#### Questions to answer
**1.** In the advice-column text, which professionals does the Uh, Artie? reply tell the letter writer to leave the problem to? List each one.
**2.** Answer these questions from the advice-column text:
(a) How long did the friend's out-of-town contract job last?
(b) How old is the friend's daughter?
(c) What does Margo say she is assuming is "in the works"?
**3.** Continue the advice-column text after its last sentence, keeping the voice of the Uh, Artie? reply.

#### Excerpted text
[Start of section]

So, at last, here’s the first letter to Uh, Artie?

Actually, it’s a current letter to Dear Margo, Margo Howard, Ann Landers’ daughter.

I’m borrowing it for a practice run for Uh, Artie?

So here we go.

Dear Margo:

My best friend just returned home from a temporary
one-year contract job out of town to find that his wife, who is nine
months pregnant, has been sleeping with her boss (30 years her senior,
I might add).

He is devastated, unemployed and quickly seeing
everything around him fall to pieces. When he asked his 5-year-old
daughter to describe this man, she referred to him as "Mommy’s

The baby is due soon, and my friend is (smartly) having a
paternity test done. If it’s not his child, what advice would you have?

He has no family where he lives — everyone is related to her. But
there’s a 5-year-old girl he adores and cannot leave.

My gut tells me
to encourage him to move to a new city and start a new life if the baby
is not his. It would just be too difficult to stay where all the
players live in the same small town.

— Trying To Help My Friend

The Professional Response
Here’s Dear Margo‘s reply:

Dear Try:

A paternity test would almost be redundant, presuming
there were no furloughs, though it certainly would be useful in
relieving your friend of child-support payments for the new baby. I am
assuming a divorce is in the works.

As for your wishing to be
supportive, offering your shoulder will be most appreciated. One thing
you might try to get across to him is that, even though all her
relatives are in this small town, he did nothing wrong. She did.

sounds like employment will be the determining factor in the outcome
for your friend. If he needs to travel or live elsewhere, he will do it
and find a way to manage visitation. Should he want to remain in the
small town, providing there is work there, I predict he can find a way
to make it work.

— Margo, manageably

I See It Differently
Margo is an acknowledged advice columnist, but Uh, Artie? would reply differently:

Uh, "Try"?

Here’s my first advice: butt out. This really isn’t your business. Stay out of other people’s problems. Leave it to the professionals, like counselors, clergy, and advice columnists. Don’t be an amateur advice columnist (like me).

If this were your problem and your wife were up the spout with the seed of her boss, I’d say this:

I’m against adultery. It would probably end my marriage. (Or not.)

But wait a giant minute, Mr. Wronged.

Whatever did you expect would happen when you left for a year? Don’t tell me that a year isn’t long because this was "contract" and "temporary" employment.

I recognize that you might have had to leave town. Perhaps there was no employment in your town. And your wife and child were otherwise required to stay in their hometown. I’m sorry about that.

[End of section]

#### Lines excerpted from a collection
[Start of section]

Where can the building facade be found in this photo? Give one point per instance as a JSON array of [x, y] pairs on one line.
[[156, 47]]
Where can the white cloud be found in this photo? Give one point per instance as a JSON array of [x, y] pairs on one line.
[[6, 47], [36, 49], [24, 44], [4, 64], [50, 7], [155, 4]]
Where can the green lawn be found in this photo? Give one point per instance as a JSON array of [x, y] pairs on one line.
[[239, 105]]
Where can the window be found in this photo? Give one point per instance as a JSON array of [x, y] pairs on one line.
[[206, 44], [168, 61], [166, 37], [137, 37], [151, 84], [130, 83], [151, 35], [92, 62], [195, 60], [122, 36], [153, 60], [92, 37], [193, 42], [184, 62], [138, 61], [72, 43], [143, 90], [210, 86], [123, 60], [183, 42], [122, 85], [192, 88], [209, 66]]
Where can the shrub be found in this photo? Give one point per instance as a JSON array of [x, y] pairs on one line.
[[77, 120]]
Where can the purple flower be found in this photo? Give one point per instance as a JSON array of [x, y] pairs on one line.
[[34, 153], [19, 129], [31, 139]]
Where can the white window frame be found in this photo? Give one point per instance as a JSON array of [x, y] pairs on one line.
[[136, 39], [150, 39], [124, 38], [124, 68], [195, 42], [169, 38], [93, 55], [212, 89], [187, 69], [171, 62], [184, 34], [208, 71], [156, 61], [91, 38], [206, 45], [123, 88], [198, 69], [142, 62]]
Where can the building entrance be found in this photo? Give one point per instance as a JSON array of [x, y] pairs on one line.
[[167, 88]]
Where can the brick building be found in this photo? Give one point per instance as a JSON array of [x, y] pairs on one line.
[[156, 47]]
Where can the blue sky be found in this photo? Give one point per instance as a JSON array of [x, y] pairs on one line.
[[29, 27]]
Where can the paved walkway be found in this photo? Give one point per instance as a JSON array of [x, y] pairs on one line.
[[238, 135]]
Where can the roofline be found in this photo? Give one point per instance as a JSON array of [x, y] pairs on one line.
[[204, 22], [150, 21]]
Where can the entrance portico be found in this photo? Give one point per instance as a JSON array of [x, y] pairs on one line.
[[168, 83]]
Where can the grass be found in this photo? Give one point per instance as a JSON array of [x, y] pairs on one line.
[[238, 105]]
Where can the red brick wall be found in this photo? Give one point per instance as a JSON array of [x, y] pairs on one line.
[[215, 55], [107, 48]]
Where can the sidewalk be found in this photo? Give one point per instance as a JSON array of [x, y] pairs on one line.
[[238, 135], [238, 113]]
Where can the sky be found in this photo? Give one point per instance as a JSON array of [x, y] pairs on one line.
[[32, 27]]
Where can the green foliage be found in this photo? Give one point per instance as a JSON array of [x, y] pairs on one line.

[End of section]

#### Responses to the exercise
**1.** counselors, clergy, advice columnists

**2.**
(a) One year.
(b) Five years old.
(c) A divorce.

**3.**
But, even if necessity drove your move, there’s a basic fact: You left town. Now you suffer and look to place blame on the one you left behind? I’d cut you some slack if you were deployed in the active military. Otherwise, this is 99% your fault: you left a wife who is holding down a job — and caring for your five-year-old child — with no hands-on help from you — for a year — and you think you can make any claim on her?

Be honest: you took the risk and left home. Part of the risk of leaving is extramarital rutting. I wouldn’t agree to separate from Mrs. Isaac for a year, unless she enlisted in the U.S. Army. For now, if she’s at the dinner table, I’m doing the dishes.

Marriage can be between any two adults, but it is surely supposed to be between two people who live in the same city.

So, what if this happened to me?

If I left town for a year, I would fully expect my wife to seek and receive frequent carnal satisfaction. That’s only natural, whatever our marriage contract says. My absence would leave an unfilled void.

And I would hope, for safety’s sake, it would be with one consistent lover, rather than, say, the entire office.

And if it were schtupping she sought, I would hope she would find it with her boss, because it might result in economic gains, which I wanted enough to leave town for a yearlong job.

And, frankly, I’d be glad the Designated Hitter is 30 years older than she, because when I return to the Big Bed, I would, in coital contrast, seem like Mr. Vital Boombah. Hoo-haw!

I’d forgive my wife, if I could. And she’d forgive me for leaving, if she could. If we couldn’t, the marriage is over.

So, what about the new kid? The kid needs a father. Here’s a chance to love two children, no matter what their DNA.

Thanks for writing and best of luck with your, er, "friend."